Written problem:
Print every entry, word for word, and skip the images.
* * * *
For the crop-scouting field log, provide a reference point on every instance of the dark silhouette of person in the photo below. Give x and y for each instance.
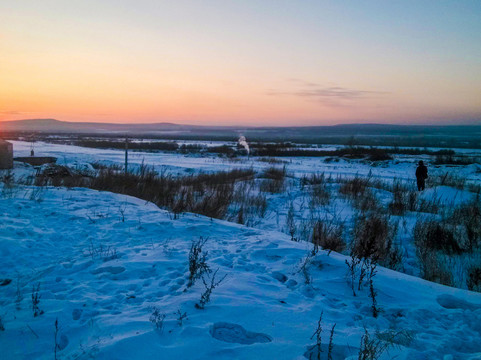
(421, 175)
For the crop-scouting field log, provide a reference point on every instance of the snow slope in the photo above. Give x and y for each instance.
(262, 310)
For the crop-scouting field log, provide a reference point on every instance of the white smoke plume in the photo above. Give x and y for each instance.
(243, 142)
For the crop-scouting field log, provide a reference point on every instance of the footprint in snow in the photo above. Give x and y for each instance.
(452, 302)
(234, 333)
(109, 269)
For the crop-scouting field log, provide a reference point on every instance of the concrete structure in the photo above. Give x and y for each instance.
(6, 155)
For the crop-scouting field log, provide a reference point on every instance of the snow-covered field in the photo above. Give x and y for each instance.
(103, 261)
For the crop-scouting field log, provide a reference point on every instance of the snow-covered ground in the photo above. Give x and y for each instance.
(104, 260)
(103, 303)
(402, 168)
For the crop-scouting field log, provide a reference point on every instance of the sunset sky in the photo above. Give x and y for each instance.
(259, 62)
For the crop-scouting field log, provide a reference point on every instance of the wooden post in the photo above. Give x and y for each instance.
(126, 154)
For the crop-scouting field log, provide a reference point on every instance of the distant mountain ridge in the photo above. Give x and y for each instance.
(366, 134)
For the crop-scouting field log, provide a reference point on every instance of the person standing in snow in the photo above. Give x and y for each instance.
(421, 175)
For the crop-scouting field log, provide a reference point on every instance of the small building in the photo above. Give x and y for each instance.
(6, 155)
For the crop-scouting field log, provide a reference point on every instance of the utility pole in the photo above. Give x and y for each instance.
(126, 154)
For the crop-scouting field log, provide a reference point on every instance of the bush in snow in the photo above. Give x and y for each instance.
(36, 301)
(328, 235)
(157, 318)
(474, 278)
(197, 260)
(373, 238)
(275, 178)
(209, 287)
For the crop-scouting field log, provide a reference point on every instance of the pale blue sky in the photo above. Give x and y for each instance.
(269, 62)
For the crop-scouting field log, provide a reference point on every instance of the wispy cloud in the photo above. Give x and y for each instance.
(331, 95)
(11, 112)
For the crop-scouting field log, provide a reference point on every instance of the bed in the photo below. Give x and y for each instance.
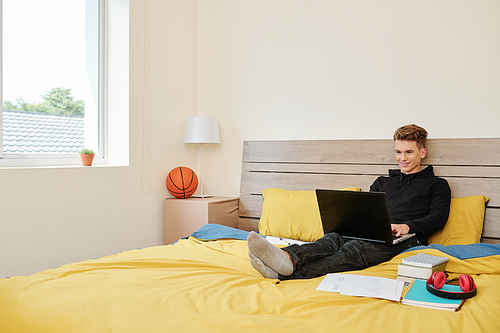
(204, 282)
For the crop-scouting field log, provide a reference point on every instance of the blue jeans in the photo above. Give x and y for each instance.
(333, 254)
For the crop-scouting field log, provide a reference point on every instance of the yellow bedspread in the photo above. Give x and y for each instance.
(198, 286)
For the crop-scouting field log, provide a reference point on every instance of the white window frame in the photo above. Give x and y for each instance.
(33, 160)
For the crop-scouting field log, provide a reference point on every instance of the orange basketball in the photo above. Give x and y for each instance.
(182, 182)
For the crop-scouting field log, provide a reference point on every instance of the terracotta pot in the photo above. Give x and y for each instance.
(87, 159)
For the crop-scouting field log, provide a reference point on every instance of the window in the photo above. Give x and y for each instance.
(52, 82)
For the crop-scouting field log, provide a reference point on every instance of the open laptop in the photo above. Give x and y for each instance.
(358, 215)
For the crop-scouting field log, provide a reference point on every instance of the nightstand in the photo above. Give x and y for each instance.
(181, 217)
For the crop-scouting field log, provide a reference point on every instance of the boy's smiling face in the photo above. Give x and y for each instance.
(409, 156)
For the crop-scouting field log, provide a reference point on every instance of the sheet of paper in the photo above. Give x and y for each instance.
(365, 286)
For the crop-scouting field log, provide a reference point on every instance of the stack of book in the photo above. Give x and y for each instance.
(421, 266)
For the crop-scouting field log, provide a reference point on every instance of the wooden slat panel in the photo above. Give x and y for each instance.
(490, 240)
(343, 163)
(250, 205)
(462, 187)
(454, 171)
(440, 151)
(255, 182)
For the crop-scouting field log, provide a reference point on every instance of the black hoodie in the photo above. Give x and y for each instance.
(421, 200)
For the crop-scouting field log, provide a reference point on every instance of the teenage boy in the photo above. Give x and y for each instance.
(418, 202)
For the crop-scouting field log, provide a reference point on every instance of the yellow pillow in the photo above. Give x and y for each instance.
(465, 223)
(291, 214)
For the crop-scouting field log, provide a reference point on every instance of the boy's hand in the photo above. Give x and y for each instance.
(400, 229)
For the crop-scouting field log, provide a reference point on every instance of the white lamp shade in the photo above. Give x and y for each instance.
(201, 130)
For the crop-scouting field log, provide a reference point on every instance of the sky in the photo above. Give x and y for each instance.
(43, 48)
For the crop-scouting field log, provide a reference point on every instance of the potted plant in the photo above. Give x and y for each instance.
(87, 156)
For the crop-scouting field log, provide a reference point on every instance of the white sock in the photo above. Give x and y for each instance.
(261, 268)
(272, 256)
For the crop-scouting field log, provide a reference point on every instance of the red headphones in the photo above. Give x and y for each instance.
* * * *
Response to this exercise:
For the crop-scouting field log, provide a reference point on every instance of the dark silhouette of person in the photo below. Give x and y for each instance.
(421, 175)
For the crop-scouting field log, provide a reference point on every instance of the snow slope in the photo above. Give x and y for each instance.
(262, 310)
For the crop-scouting field log, provide a reference point on every instance of the white smoke plume in the photo above. Give x and y for each instance.
(243, 142)
For the crop-scouting field log, provide a reference point on every instance of the footprint in snow in the photo above. Give x and y for each instance.
(452, 302)
(234, 333)
(109, 269)
For the crop-scouting field log, provide a reference point on every instance of the concrete structure in the photo above. Give x and y for each instance.
(6, 155)
For the crop-scouting field log, provide a reference point on every instance of the snow-covered field in the photo above. Give x and y for each instance.
(103, 261)
For the crop-scouting field log, provide a reference point on every instance of the snow-covered ground in the photo above. Give x and y for each instance.
(104, 260)
(103, 303)
(402, 168)
For the crop-scouting field log, provide a reference point on every instance of the sunset sky in the photo above. Give x and y for each instance.
(259, 62)
For the crop-scouting field log, provide a reference point on every instance of the wooden post in the photo above. Give x and y for each instance.
(126, 154)
For the crop-scouting field log, provide a reference point on every instance of the distant mountain ridge in the photo above. Give x and y for each instance.
(366, 134)
For the crop-scouting field log, provide a reference point on every instance of the person standing in snow in the photo above. Give x and y for each instance.
(421, 175)
For the crop-scouting field log, provide a reference point on every instance of the small building in the photo above. Give x and y for each instance.
(6, 155)
For the crop-scouting field log, provide a reference point on every instance of the utility pole in the photo above. Give x and y for each instance.
(126, 154)
For the crop-scouting field log, provide a reference point on every instance of the bush in snow in the photo above. Give x and y for each instance.
(36, 301)
(328, 235)
(157, 318)
(474, 278)
(197, 260)
(373, 238)
(275, 178)
(209, 287)
For the crop-scouting field log, provide a reference point on every instance of the pale blue sky in the photo above. Give x and y for each instance.
(269, 62)
For the crop-scouting field log, provide a reference point on every instance of the wispy cloud in the photo above. Give x and y for each instance.
(331, 95)
(11, 112)
For the crop-scouting field log, provide a reference point on every instance of the bed in the photo below. Give x and y for each instance.
(204, 282)
For the crop-scouting field log, provide a reference point on every instance of the blue jeans in the photo above. Give x and y for each instance.
(333, 254)
For the crop-scouting field log, provide a reference point on every instance of the yellow bedspread in the photo above. Give x and y for each instance.
(198, 286)
For the crop-scouting field log, provide a reference point on every instance of the white window frame in the photo above. Give x and y for each instance.
(33, 160)
For the crop-scouting field log, provide a reference point on every instance of the orange basketball in the photo above. Give x and y for each instance.
(182, 182)
For the crop-scouting field log, provide a reference point on every instance of the terracotta pot in the photo above. Give x and y for each instance.
(87, 159)
For the crop-scouting field log, provide a reference point on every instance of the window in the photo above. Give x and y for each instance.
(52, 82)
For the crop-scouting field log, provide a reference point on every instance of the open laptop in the photo above. Give x and y for each instance.
(358, 215)
For the crop-scouting field log, provide a reference point on every instance of the nightstand in the photo above. Give x and y for each instance.
(181, 217)
For the crop-scouting field log, provide a reference point on every instance of the boy's smiling face in the photo above. Give x and y for each instance.
(409, 156)
For the crop-scouting field log, provide a reference point on every instance of the sheet of paper in the photo above. Give x and y for each instance.
(365, 286)
For the crop-scouting field log, provide a reference point on every instance of the stack of book in the photo above. Give x and y for each instance.
(421, 266)
For the crop-scouting field log, provide a reference point on every instance of the wooden slat panel in the photo above. Give x and y for each instance.
(490, 240)
(343, 163)
(250, 205)
(462, 187)
(454, 171)
(440, 151)
(255, 182)
For the crop-scouting field log, provide a reference point on every instance of the black hoodie in the photo above. Give x and y for each instance.
(421, 200)
For the crop-scouting field log, provide a reference point on every instance of the teenage boy in the photo above. Give x and y for each instance.
(418, 202)
For the crop-scouting field log, provide a reference point on every instance of the yellow pillow in the photo above. Give x and y for each instance.
(465, 223)
(291, 214)
For the crop-scouting field log, provide a reference point on every instance of the boy's hand in the photo above. Give x and y for each instance.
(400, 229)
For the crop-scouting field log, provide a reference point on every instance of the white lamp shade in the photo above. Give x and y for each instance.
(201, 130)
For the crop-scouting field log, provide a reference point on every instance of the sky in the photo above. Give x and y for each instance.
(43, 48)
For the crop-scouting field log, provide a reference point on every instance of the potted plant in the photo above. Give x and y for each instance.
(87, 156)
For the crop-scouting field log, provide a reference point on every instance of the white sock in the photo above. Give x and y for each instance.
(261, 268)
(272, 256)
For the crop-scouting field log, provide a reference point on every instance of the red headphones in the photo above. Give x and y for each instance.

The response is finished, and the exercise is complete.